BEGIN Selected excerpt

Leanne Ratcliffe (Freelee the Bananagirl) is an Australian YouTube personality, vegan activist, speaker, and author. She is the creator of the YouTube channel Freelee The BananaGirl, where she talks about her diet, exercise and lifestyle. Her channel accumulated over 780 thousand subscribers and 330 million views.

Ratcliffe started her channel to keep a record of her progress and to spread awareness about her diet techniques. In one video, she recalls some of her previous career path choices. She was a bartender, a promoter for an alcohol brand, a snack vendor at a movie theater, a receptionist and for some time she also worked at McDonald's.
She gained online popularity in 2014 after promoting a controversial "extreme" vegan diet. In 2017, Ratcliffe moved to the jungle of Northern Queensland where she lives "off grid" with her partner, though some outlets mistakenly stated that she had moved to a South American jungle.

Popularity
Ratcliffe calls her diet "frugivorous," though this is a zoological term for species which thrive on a diet consisting mostly of fruit. Her dietary practices are more accurately described as "fruititarian, although she also includes starchy and non-vegetables, and small quantities of nuts and seeds ." Ratcliffe counters arguments against a high carbohydrate diet with examples of and references to the eating habits of the longest surviving Asian cultures. She maintains that a low fat and low salt diet is the key to effectively extracting nutrition from any kind of diet. It is worth noting that traditional Asian cuisine is typically higher in protein, fat, and salt than her suggested diet, with soy based protein, nuts, legumes, cooked cereal grains, seafood, eggs, modest amounts of poultry and pork often being included, as well as the use of heat. She has been featured in publications such as Men's Fitness, Huffington Post, Daily Mail and News.com.au.
Her YouTube channel is popular with around 780K+ subscribers and over 330 million views. She is also active on other social media platforms like Facebook, Instagram and Twitter where she has amassed a significant following.

END Selected excerpt

Work task A.
In the article on Leanne Ratcliffe, where did she move in 2017?
Work task B.
List every job that the article on Leanne Ratcliffe says she held before her YouTube career.
Work task C.
Write the next paragraph of the article on Leanne Ratcliffe, starting after its final sentence.
The records that come next have no connection to the article on Leanne Ratcliffe.

BEGIN Data under study

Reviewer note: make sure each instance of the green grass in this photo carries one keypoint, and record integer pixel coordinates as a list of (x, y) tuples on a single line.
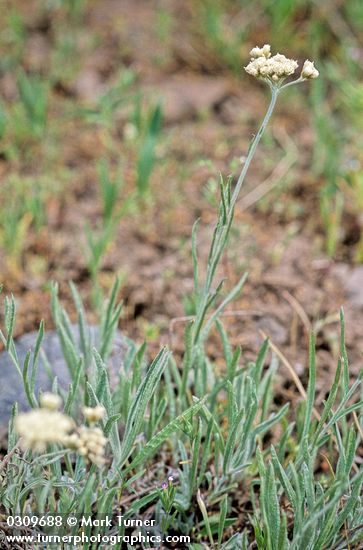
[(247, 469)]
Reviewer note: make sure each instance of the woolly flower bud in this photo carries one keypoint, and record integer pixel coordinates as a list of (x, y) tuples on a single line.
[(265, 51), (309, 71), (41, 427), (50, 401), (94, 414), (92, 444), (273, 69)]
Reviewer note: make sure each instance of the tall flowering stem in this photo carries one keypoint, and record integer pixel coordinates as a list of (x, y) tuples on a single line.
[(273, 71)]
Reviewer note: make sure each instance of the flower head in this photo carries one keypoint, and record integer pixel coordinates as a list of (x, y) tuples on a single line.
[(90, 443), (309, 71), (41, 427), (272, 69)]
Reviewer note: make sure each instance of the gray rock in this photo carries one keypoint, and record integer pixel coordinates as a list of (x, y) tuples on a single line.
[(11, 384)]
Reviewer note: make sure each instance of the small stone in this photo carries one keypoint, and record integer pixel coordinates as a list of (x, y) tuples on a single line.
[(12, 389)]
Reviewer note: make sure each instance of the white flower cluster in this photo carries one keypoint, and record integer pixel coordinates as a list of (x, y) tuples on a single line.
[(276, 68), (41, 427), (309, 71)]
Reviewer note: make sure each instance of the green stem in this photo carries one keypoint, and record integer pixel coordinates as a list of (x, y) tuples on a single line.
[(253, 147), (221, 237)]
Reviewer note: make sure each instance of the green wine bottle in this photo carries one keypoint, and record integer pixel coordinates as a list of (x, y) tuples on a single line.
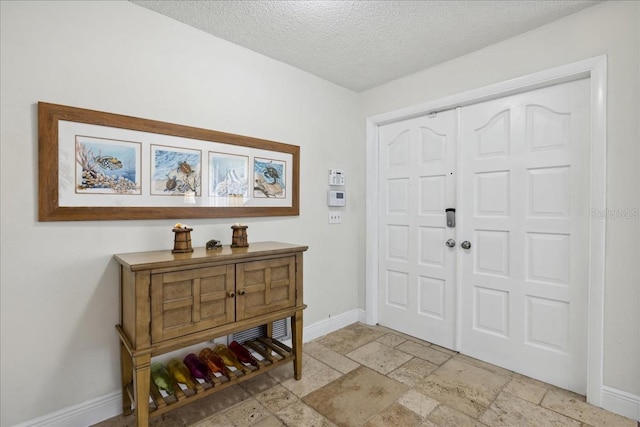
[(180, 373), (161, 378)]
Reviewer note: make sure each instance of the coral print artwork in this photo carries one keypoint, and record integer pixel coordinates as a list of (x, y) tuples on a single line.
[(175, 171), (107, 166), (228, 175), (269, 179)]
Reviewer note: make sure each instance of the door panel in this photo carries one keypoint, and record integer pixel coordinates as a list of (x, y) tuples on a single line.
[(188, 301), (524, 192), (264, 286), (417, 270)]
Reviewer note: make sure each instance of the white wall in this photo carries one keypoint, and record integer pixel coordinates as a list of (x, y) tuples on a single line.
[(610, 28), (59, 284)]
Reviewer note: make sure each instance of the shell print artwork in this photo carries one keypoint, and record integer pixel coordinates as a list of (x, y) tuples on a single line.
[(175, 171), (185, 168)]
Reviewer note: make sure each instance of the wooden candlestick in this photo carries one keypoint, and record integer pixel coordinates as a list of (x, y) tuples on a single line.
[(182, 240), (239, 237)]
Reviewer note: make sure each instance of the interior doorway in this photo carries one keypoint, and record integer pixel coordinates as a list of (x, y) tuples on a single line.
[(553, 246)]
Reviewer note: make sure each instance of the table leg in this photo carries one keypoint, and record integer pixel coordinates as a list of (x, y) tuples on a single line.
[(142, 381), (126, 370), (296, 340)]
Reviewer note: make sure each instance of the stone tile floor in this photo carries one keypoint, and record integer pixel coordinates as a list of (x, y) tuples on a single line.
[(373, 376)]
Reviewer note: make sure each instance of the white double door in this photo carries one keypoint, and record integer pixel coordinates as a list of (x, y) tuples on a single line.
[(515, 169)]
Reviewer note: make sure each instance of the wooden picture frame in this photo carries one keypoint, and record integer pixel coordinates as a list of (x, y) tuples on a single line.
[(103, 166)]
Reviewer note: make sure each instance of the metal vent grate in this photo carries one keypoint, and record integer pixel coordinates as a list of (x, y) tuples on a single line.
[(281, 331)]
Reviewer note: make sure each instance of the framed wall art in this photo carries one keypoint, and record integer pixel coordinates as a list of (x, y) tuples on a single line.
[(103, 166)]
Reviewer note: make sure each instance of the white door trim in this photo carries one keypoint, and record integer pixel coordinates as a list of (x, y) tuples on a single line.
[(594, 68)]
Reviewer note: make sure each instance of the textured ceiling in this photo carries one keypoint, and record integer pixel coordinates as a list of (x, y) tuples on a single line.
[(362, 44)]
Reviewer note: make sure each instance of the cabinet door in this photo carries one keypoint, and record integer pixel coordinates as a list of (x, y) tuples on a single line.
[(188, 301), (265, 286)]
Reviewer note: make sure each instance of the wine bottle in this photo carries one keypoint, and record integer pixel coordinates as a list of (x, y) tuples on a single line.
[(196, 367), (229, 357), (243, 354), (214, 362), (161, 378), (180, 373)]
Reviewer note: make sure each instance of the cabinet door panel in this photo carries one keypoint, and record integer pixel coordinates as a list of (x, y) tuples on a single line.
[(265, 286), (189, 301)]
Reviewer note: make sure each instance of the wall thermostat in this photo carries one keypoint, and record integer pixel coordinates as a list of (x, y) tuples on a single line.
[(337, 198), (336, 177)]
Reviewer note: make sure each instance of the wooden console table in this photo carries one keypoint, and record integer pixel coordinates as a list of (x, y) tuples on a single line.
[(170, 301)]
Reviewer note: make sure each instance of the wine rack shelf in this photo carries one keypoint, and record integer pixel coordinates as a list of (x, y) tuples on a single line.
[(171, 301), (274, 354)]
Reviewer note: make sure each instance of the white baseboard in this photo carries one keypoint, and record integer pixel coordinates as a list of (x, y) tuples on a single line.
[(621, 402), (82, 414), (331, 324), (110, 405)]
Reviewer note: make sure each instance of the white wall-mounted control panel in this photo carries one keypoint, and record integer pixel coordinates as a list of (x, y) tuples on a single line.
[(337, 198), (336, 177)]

END Data under study
BEGIN Data under study

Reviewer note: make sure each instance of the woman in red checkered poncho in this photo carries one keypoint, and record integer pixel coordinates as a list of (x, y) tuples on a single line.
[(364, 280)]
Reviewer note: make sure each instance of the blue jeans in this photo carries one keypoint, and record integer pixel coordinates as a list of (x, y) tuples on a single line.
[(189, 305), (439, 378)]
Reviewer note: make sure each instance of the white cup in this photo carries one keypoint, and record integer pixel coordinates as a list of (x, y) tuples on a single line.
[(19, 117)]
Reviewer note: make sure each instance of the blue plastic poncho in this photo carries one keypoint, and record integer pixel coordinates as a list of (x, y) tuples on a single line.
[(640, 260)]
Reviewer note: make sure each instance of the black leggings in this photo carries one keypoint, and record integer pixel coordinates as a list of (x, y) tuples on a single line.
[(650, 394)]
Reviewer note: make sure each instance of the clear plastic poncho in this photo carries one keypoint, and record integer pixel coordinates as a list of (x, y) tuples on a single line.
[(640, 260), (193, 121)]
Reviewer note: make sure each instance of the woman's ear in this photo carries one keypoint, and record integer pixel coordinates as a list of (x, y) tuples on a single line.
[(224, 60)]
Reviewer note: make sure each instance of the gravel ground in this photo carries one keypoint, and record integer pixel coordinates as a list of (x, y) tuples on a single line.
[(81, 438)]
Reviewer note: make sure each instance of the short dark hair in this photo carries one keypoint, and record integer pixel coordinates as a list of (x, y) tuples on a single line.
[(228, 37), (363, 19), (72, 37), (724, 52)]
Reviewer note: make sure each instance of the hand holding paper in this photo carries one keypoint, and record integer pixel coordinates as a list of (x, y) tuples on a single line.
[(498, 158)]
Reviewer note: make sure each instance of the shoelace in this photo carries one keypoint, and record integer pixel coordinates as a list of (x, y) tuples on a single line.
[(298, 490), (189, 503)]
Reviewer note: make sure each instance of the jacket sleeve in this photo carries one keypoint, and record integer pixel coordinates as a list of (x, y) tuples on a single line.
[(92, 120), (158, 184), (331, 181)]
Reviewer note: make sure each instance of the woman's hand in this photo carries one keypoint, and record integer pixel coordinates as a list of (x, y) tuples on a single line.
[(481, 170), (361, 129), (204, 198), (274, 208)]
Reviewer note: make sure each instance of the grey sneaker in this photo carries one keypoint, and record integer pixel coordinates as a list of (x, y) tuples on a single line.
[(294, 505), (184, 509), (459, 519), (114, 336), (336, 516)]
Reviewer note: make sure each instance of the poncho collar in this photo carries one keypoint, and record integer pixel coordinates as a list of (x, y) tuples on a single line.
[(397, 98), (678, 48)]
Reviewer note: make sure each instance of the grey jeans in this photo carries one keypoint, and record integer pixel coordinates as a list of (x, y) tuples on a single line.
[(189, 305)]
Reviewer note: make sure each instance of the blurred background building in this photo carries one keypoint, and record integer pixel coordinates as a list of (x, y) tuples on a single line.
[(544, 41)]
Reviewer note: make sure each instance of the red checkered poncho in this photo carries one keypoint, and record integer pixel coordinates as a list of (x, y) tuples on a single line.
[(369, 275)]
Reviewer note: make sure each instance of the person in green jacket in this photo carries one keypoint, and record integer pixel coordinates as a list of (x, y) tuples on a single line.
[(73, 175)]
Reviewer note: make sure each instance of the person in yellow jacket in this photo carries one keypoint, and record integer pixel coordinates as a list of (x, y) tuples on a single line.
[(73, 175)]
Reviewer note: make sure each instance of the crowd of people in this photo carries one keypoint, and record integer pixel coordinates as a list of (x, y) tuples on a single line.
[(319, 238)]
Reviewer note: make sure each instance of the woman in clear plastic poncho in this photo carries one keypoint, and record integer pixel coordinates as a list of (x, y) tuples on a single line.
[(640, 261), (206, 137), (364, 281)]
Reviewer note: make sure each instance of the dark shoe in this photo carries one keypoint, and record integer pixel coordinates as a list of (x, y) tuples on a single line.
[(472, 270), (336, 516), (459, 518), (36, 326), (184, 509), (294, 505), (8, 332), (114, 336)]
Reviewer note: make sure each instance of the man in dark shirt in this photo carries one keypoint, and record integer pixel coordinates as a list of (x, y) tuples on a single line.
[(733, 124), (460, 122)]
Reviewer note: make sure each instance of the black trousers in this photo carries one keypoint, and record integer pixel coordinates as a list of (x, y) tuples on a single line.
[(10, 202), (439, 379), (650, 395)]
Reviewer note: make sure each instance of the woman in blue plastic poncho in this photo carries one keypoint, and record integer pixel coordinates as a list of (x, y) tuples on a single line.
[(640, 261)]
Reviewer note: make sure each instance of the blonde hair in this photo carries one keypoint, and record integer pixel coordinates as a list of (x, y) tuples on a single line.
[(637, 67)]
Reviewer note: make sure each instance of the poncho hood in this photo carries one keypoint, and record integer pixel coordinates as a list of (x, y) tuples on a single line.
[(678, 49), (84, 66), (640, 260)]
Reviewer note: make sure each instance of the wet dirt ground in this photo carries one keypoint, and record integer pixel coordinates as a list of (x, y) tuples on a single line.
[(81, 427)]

END Data under study
BEGIN Data under study

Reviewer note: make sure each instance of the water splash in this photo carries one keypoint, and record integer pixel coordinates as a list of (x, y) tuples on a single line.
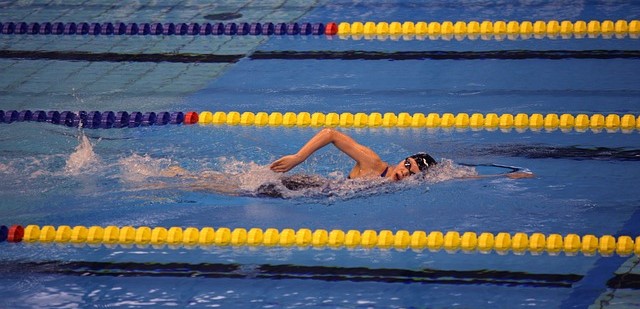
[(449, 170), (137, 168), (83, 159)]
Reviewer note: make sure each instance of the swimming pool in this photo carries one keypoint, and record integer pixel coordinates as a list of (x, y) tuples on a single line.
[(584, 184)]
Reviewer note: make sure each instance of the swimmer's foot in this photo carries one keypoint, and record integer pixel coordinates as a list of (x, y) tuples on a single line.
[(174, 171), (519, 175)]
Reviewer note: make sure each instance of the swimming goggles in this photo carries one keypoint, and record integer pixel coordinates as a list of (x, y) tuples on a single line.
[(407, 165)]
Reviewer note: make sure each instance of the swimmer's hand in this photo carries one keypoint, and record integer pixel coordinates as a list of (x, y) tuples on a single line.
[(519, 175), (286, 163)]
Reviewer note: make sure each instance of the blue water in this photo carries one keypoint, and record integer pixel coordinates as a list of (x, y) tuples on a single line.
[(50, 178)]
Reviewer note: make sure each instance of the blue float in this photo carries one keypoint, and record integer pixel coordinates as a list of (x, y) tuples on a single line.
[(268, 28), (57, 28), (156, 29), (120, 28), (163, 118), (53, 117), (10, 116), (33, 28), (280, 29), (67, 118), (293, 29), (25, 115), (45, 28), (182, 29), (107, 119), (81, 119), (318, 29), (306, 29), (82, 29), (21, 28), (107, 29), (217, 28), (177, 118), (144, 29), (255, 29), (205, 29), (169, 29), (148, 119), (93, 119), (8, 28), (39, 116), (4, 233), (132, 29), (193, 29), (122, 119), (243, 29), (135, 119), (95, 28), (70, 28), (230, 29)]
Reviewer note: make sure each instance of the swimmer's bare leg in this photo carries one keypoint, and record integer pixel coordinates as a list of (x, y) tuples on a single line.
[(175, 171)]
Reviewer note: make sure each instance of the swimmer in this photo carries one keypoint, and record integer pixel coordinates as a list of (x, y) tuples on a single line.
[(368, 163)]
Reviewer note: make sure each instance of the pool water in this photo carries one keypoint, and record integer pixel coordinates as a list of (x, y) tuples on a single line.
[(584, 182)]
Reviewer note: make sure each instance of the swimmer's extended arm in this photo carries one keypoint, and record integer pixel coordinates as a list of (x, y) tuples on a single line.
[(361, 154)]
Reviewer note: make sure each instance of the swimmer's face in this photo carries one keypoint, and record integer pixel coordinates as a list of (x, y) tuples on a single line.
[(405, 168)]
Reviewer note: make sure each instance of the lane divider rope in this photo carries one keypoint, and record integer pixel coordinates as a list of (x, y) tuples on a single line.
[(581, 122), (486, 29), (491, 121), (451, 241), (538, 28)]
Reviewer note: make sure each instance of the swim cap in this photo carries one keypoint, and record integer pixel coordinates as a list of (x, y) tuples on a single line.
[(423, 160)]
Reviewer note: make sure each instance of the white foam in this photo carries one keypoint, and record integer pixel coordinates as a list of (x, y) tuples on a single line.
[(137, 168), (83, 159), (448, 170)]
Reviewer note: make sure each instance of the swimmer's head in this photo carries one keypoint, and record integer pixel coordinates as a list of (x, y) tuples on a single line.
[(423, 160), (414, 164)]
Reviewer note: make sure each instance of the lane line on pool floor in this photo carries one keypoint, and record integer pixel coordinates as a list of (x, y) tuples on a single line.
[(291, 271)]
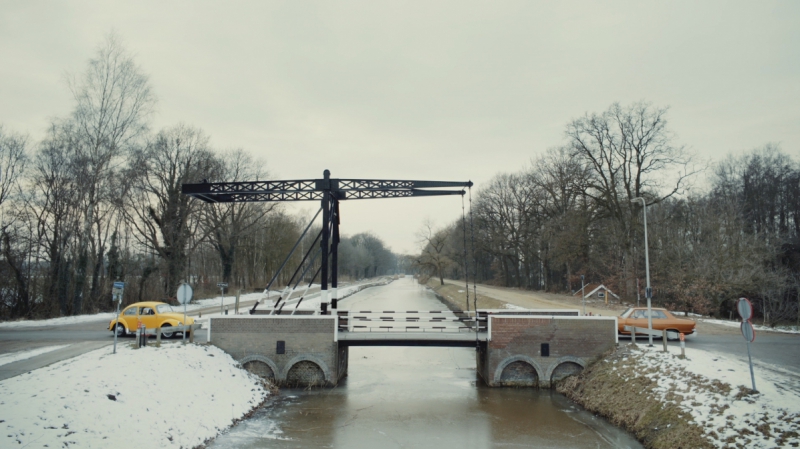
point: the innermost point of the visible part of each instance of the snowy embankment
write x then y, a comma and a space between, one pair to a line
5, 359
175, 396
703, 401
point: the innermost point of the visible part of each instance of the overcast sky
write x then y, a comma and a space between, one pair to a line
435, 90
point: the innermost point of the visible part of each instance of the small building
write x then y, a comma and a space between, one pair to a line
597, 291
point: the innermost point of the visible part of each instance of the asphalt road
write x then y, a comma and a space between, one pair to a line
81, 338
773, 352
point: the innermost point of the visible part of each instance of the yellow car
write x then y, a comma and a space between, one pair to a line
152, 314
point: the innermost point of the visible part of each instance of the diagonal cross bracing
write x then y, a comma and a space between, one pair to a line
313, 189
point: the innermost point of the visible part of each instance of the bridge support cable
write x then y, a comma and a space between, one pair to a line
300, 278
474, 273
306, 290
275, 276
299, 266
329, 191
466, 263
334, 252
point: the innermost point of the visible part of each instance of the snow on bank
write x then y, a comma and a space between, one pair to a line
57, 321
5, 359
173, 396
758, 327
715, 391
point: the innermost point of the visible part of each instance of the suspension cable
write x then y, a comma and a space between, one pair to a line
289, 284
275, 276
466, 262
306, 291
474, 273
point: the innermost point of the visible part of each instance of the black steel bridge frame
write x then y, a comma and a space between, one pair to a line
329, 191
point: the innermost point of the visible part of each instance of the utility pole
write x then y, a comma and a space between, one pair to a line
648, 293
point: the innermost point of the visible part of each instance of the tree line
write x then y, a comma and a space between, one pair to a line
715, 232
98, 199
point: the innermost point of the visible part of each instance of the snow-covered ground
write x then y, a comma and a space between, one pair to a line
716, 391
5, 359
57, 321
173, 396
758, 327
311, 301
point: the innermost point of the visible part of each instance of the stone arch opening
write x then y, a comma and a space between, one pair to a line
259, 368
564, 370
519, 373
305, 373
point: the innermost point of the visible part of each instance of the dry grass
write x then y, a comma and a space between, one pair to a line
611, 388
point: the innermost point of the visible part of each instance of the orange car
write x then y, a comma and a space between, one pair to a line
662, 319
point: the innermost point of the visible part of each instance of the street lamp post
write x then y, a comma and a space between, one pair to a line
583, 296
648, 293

END Data under study

Written reply A.
She moved to the jungle of Northern Queensland.

Written reply B.
- Bartender
- Promoter for an alcohol brand
- Snack vendor at a movie theater
- Receptionist
- Worker at McDonald's

Written reply C.
Nickname
Freelee the Banana Girl draws her nickname from a combination of the word "Freedom," her first name, "Leanne," and her fruit of choice, bananas.

Controversy 
The fruitarian diet promoted by Ratcliffe is not considered advisable by many, if not all, mainstream nutritionists. Specifically, there are concerns that raw vegan diets which restrict nuts and seeds are too low in essential amino acids, fats, calcium, iodine, iron, and omega 3 fatty acids.

Ratcliffe has been known for controversial, and scientifically unsubstantiated claims.  After the death of teenage makeup guru, Talia Castellano (known as Taliajoy18 on YouTube), Ratcliffe published a video claiming that Castellano's death could have been prevented had she forgone chemotherapy in favor of a raw food vegan diet. Ratcliffe also claimed that chemotherapy was a dangerous, poisonous, and ineffective treatment for cancer.

Ratcliffe has claimed that amenorrhea (the absence of her period) for nine months was a sign that her body was healthy and had fewer "toxins" to flush out via menstruation. In reality, amenorrhea in women of child-bearing age is frequently a result of low body weight, poor nutrition, disordered eating, and other illnesses. Additionally, maintaining living conditions resulting in secondary amenorrhea may result in infertility and osteoporosis, which is not always reversible. There is no scientific evidence that menstruation is a way for the body to "flush out toxins."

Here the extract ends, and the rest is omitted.